▸ TASK PROMPT
Add 88 to every coordinate in the answers and write the records below out again, requests included, covering the stretch from the line containing "Task: locate the shoulder." through the end of the records.

Start of PROVIDED RECORDS

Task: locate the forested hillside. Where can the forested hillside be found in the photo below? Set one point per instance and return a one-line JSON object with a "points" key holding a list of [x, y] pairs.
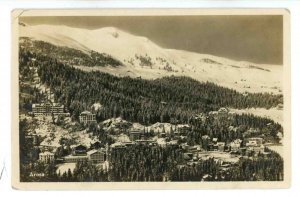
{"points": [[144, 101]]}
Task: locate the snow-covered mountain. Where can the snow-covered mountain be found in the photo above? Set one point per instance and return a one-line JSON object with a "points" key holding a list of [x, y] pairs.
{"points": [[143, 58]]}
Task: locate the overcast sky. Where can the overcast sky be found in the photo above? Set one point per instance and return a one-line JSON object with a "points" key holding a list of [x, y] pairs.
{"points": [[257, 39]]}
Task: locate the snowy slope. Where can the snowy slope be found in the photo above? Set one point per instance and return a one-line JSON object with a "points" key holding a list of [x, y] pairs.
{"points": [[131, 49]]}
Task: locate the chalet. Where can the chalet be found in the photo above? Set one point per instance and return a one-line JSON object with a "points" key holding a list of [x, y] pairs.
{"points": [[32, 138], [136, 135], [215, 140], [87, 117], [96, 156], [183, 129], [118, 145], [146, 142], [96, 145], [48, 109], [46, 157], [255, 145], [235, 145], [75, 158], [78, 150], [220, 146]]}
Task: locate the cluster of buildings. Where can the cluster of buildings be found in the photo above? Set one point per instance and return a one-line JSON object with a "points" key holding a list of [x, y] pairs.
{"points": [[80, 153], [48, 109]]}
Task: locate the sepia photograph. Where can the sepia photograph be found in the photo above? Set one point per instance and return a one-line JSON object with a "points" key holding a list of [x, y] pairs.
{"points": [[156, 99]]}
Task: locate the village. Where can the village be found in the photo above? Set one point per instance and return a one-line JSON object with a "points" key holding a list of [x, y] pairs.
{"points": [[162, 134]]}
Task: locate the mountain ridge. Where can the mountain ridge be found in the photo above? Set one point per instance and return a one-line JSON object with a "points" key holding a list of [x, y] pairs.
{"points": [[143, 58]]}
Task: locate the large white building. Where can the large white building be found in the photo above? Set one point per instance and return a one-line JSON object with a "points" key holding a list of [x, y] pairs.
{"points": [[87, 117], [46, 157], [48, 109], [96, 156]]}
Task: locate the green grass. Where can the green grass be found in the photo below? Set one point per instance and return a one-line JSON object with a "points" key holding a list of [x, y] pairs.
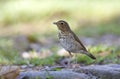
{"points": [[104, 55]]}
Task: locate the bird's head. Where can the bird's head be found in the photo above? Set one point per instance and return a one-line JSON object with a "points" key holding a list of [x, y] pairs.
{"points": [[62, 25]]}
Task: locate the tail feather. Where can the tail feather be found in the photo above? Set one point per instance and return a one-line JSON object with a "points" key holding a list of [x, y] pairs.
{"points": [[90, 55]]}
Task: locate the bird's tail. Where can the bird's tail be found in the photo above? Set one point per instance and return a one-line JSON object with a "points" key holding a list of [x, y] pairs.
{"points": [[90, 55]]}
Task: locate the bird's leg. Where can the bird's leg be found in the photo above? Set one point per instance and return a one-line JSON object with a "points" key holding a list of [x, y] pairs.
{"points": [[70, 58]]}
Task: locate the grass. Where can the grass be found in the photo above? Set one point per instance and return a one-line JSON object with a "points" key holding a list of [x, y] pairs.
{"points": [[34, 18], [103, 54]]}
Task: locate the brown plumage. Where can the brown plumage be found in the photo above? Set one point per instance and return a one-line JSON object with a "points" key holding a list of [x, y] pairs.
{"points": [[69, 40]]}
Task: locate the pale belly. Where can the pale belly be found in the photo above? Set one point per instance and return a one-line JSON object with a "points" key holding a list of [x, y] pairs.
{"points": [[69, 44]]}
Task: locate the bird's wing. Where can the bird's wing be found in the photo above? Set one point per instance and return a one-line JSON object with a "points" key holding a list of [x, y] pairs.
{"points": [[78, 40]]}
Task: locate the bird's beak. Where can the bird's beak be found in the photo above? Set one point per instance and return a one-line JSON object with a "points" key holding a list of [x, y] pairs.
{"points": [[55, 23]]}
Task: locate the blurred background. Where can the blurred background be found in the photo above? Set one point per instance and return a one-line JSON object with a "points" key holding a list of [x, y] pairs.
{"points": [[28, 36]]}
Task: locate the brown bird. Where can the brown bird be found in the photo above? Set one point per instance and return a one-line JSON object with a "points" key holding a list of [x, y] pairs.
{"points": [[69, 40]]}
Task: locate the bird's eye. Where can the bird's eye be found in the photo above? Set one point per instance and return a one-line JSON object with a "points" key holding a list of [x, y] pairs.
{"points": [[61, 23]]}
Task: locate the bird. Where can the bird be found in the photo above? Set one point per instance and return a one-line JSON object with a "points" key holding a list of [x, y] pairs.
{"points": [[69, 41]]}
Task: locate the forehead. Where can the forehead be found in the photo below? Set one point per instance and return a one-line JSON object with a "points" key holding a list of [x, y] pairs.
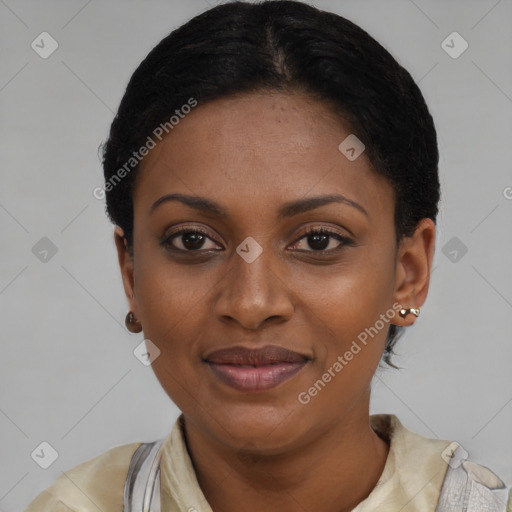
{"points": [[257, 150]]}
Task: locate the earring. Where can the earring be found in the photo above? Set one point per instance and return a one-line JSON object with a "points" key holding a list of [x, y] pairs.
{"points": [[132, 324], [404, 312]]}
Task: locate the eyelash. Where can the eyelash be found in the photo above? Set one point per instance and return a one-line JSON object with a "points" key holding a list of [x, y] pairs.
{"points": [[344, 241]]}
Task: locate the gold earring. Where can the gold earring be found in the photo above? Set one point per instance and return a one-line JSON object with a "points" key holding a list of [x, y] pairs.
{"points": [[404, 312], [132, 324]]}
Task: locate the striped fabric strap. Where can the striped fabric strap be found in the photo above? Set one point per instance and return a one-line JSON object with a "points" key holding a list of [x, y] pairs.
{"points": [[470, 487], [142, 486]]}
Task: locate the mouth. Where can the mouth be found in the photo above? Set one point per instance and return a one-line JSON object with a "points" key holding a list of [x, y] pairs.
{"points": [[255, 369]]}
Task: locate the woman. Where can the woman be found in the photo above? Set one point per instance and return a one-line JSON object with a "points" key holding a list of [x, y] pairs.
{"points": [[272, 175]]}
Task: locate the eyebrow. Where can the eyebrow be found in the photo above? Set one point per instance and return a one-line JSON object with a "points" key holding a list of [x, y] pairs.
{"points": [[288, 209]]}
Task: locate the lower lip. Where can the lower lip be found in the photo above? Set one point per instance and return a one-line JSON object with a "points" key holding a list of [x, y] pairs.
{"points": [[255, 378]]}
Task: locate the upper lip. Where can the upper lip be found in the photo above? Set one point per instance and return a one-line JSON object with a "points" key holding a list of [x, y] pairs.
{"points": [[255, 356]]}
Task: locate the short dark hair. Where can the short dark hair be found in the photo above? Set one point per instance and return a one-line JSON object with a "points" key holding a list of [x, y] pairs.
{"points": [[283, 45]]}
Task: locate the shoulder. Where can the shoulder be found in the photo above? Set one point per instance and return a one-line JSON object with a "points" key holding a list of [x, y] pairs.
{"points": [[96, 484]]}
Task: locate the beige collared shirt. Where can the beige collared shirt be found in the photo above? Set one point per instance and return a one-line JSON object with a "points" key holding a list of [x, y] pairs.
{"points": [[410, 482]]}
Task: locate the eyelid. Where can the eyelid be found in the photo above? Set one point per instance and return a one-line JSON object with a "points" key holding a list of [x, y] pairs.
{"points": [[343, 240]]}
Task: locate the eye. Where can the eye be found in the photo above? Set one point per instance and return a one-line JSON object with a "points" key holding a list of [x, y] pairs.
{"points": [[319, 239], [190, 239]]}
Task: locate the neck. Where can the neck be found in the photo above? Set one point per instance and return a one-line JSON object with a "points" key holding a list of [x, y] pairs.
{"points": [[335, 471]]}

End of PROVIDED RECORDS

▸ WRITTEN SOLUTION
Task: locate the shoulder. Where can the shoulder be found in the photo above? Set one point per instance and return a one-line JSON object with a "points" key holding a list of [x, y] pairs.
{"points": [[184, 572]]}
Task: locate the beige collared shirt. Where can the beige collared shirt be found in the photo above? Set one point per instance and return a one-line JSON object with a "points" key holding a list of [x, y] pairs.
{"points": [[498, 570]]}
Task: locate the eyelid. Where can the eyelid be found in the photo above? Set one point per instance and return a one-line JSON object with a "points" key holding a list of [x, y] pairs.
{"points": [[431, 328]]}
Task: locate the eye. Where can the eye be found in the photo above? Set one point per instance and return a one-line JSON object with a "points" key holding a list of [x, y] pairs.
{"points": [[407, 327], [278, 327]]}
Task: locate the neck. Where can the neck be found in the photo above? Set one point per instance and return a one-line JSON object with a "points" key holding a list of [x, y] pairs.
{"points": [[423, 559]]}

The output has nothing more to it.